» What you need to do:
This exercise needs the complete data reproduced exactly.

» Recorded data:
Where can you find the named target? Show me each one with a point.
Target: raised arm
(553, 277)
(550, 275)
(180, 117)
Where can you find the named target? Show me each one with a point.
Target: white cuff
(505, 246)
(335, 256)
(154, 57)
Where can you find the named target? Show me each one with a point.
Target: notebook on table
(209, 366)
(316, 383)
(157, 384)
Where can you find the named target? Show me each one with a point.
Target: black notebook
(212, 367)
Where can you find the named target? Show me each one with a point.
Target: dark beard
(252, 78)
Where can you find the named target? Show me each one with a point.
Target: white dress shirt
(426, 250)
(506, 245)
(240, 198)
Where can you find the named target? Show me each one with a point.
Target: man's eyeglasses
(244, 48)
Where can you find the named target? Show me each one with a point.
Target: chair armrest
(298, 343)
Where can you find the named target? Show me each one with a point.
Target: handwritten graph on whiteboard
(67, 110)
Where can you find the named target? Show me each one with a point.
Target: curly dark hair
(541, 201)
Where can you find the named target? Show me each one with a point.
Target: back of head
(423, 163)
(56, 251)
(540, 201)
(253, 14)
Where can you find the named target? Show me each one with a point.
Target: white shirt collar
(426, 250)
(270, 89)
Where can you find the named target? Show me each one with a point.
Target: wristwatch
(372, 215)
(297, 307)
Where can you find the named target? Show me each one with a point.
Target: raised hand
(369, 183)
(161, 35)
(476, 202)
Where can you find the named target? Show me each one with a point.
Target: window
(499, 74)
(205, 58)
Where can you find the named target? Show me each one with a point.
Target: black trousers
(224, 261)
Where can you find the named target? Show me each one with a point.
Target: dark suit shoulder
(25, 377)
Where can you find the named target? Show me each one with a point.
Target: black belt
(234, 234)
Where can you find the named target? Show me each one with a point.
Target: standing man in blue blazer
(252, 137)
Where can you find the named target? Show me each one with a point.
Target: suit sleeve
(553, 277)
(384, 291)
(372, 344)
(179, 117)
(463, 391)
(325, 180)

» The completed task:
Where can you find the named target? Show me each one with a point.
Target: raised arm
(553, 277)
(550, 275)
(180, 117)
Where can you find the named target? Show me each one with a point.
Target: white cuff
(505, 246)
(335, 256)
(154, 57)
Where can you find the named target? Show me each one with a point.
Target: notebook on table
(209, 366)
(316, 383)
(157, 384)
Where can you find the named target? Show me each one with a point.
Target: black notebook
(212, 367)
Where can you find the named target? Show me each one with a point.
Target: dark beard
(252, 78)
Where can you find the named target? Show me each one with a point.
Target: white dress shirt
(426, 250)
(506, 245)
(240, 198)
Where can you find the named target? Show me each one with a point.
Target: man's eyeglasses
(244, 48)
Where can you find the named target? Show me each one with a point.
Target: chair armrest
(298, 343)
Where can you find the named target? Show me each one with a point.
Target: handwritten graph on whiteboard
(67, 110)
Where can you find the named target? Show me each one with a point.
Target: curly dark hair
(541, 201)
Where can you find the named target? Show me each one with a point.
Target: back of head
(423, 163)
(56, 251)
(540, 201)
(253, 14)
Where can you find the named target? Show me each one with a point.
Target: white shirt collar
(426, 250)
(270, 89)
Where can you find the named target? Show me each one with a point.
Target: wristwatch
(372, 215)
(297, 307)
Where can you find the named target? Show me each one with a point.
Target: raised hand
(369, 183)
(161, 35)
(476, 202)
Where can you find the named target? Show me each one with a point.
Target: window
(499, 74)
(205, 58)
Where can you find the named target? Show me each one with a point.
Target: black trousers
(224, 261)
Where can you find the named target? Show me each one with a point.
Target: dark suit shoulder
(25, 377)
Where can you find the named target? Show me each one with a point.
Target: black belt
(234, 234)
Where can you find the named target? Show me each one with a point.
Target: standing man in blue blazer
(252, 137)
Where can you find the named target? Show me each one with a point.
Target: suit sleeve
(553, 277)
(384, 291)
(372, 344)
(179, 117)
(463, 391)
(325, 180)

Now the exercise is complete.